Source excerpt.
====
1860 Grand National
- Location: Aintree
- Date: 7 March 1860
- Winning horse: Anatis
- Starting price: 7/2 Fav
- Jockey: Mr Tommy Pickernell
- Trainer: H. E. May
- Owner: Christopher Capel
- Conditions: Good

= 1860 Grand National =

English steeplechase horse race

The 1860 Grand National was the 22nd renewal of the Grand National horse race that took place at Aintree near Liverpool, England, on 7 March 1860.

==The Course==
The course was unchanged from the previous year. First circuit: Starting from the field used every year since 1851, Fence 1 {15} Bank, Fence 2 {16} Hedge and ditch, Fence 3 {17} Post and Rails, Fence 4 {18} Rails and ditch, Fence 5 {19} Becher's Brook, Fence 6 {20} Rails and a ditch, Fence 7 {21} Post and rails Fence 8 {22} Canal side turn bank, Fence 9 {23} Valentine's Brook, Fence 10 {24} Ditch and quickset, Fence 11 {25} Post and rails, Fence 12 {26} Stump hedge and ditch.

The runners then turned at the first opportunity on re-entering the racecourse and made towards the fences in front of the stands. Fence 13 Thorn topped hurdles, Fence 14 Made brook 15' wide.

Second circuit: The runners then turned away from the Grandstands again and crossed Proceed's lane, following the same circuit until reaching the racecourse again. This time the runners continued to the wider extreme of the course before turning to run up the straight in front of the stands where Fence 27 the Distance hurdles had to be jumped.

The runners then bypassed the Gorsed Hurdle and Made brook inside before reaching the winning post in front of the Main Stand.
====
Dataset.
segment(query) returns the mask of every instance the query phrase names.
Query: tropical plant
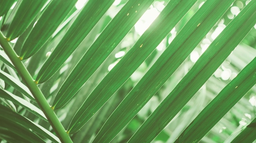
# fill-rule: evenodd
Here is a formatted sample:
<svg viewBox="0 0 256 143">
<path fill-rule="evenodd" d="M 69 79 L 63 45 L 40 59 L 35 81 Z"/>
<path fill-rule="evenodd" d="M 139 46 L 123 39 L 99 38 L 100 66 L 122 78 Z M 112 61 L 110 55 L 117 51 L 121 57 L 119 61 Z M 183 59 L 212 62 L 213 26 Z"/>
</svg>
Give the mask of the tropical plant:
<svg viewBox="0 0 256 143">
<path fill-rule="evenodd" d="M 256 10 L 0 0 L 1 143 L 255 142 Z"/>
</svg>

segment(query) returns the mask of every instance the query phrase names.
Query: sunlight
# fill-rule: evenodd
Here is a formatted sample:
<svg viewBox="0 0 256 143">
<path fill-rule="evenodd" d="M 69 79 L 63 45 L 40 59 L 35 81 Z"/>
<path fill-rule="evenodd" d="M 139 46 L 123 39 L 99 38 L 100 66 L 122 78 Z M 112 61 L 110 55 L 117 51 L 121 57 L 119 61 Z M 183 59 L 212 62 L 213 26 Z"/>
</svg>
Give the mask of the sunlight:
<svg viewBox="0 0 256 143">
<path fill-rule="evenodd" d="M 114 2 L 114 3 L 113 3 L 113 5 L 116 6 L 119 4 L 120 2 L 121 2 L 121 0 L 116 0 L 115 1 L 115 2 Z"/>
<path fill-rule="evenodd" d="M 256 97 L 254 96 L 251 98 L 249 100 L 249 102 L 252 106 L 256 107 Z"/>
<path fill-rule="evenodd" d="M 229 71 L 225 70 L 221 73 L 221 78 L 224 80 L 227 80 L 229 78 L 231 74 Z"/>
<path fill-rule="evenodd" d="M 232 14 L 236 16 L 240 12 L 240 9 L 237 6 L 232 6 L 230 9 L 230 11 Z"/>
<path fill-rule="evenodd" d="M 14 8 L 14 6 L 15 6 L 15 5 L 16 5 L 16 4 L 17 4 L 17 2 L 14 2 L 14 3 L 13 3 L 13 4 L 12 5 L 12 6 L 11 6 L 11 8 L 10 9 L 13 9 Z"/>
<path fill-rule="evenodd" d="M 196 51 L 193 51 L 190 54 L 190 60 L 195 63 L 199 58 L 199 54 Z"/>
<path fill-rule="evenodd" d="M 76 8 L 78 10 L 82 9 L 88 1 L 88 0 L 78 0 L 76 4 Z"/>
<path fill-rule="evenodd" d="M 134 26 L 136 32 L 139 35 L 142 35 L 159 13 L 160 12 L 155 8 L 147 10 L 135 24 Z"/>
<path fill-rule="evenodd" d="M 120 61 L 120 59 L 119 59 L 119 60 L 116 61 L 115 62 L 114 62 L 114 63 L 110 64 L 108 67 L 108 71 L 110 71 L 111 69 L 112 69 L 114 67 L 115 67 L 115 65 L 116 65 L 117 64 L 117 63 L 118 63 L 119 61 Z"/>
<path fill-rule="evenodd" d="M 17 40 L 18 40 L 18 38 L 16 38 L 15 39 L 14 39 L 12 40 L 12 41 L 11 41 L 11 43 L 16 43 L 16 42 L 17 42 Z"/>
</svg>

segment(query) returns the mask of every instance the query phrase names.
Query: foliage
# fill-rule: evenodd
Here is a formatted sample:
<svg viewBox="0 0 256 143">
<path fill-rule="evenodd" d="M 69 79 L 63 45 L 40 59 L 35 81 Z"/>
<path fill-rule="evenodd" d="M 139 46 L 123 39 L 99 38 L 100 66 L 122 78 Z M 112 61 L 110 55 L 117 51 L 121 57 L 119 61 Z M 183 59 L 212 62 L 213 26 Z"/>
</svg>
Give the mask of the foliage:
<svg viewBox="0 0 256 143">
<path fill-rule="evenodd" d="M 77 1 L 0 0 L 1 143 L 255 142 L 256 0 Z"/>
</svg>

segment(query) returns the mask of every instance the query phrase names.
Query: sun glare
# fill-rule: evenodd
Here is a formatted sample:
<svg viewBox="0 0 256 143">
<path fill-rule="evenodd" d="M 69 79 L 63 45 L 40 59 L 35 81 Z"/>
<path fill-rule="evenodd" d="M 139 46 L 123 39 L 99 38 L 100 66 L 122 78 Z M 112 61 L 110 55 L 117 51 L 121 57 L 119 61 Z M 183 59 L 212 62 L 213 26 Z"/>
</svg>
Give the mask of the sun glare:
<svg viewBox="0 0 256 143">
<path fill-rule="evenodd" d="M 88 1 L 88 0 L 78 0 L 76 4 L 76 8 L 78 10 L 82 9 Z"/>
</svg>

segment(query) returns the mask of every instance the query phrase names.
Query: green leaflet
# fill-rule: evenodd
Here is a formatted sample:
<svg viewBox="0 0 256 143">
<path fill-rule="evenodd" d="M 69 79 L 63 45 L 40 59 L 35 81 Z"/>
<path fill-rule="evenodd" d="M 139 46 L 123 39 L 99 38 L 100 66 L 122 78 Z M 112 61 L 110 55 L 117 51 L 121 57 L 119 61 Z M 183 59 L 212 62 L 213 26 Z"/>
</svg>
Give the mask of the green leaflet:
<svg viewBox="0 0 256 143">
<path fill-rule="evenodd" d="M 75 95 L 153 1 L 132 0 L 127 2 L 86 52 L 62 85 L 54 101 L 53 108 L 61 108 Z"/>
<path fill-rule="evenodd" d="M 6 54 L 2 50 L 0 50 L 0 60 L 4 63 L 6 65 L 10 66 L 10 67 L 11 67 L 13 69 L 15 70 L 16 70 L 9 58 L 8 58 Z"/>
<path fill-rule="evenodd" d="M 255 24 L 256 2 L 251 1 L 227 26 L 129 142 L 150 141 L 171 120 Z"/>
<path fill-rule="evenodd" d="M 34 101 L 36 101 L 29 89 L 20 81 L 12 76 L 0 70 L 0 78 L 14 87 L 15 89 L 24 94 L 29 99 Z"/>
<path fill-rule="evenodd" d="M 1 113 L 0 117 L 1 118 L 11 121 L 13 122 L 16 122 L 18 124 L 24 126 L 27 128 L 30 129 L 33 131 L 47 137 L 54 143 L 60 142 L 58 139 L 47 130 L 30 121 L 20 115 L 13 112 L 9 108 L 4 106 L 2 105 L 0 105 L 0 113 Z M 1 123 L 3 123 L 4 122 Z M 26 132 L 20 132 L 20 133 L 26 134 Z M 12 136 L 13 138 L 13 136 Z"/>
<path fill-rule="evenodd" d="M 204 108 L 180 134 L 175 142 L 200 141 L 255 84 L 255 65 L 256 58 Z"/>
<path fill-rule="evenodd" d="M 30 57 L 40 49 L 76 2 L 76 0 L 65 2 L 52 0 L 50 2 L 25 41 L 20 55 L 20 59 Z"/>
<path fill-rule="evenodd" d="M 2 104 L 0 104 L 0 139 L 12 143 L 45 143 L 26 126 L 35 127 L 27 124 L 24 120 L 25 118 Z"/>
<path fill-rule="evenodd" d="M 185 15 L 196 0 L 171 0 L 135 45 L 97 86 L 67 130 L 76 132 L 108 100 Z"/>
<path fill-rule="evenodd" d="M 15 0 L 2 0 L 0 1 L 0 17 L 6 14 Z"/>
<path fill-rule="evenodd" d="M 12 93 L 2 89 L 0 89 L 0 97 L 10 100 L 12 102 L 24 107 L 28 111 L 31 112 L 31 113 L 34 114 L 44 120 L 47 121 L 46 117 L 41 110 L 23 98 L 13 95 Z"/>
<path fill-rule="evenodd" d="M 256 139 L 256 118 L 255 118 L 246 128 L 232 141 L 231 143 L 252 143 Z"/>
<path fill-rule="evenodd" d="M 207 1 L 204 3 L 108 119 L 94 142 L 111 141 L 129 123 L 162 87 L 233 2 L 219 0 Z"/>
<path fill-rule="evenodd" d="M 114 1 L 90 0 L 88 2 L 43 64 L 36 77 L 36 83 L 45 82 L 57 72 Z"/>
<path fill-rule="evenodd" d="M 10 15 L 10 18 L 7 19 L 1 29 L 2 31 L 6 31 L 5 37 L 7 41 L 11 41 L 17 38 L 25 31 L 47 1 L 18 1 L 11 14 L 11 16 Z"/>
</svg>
====
Objectives.
• 1. In the race summary, who was the trainer of the winning horse?
• 2. Render this sentence from the race summary in Spanish: "The course was unchanged from the previous year."
The records have no connection to the race summary.

Results of the exercise.
• 1. H. E. May

• 2. El recorrido no había cambiado respecto al año anterior.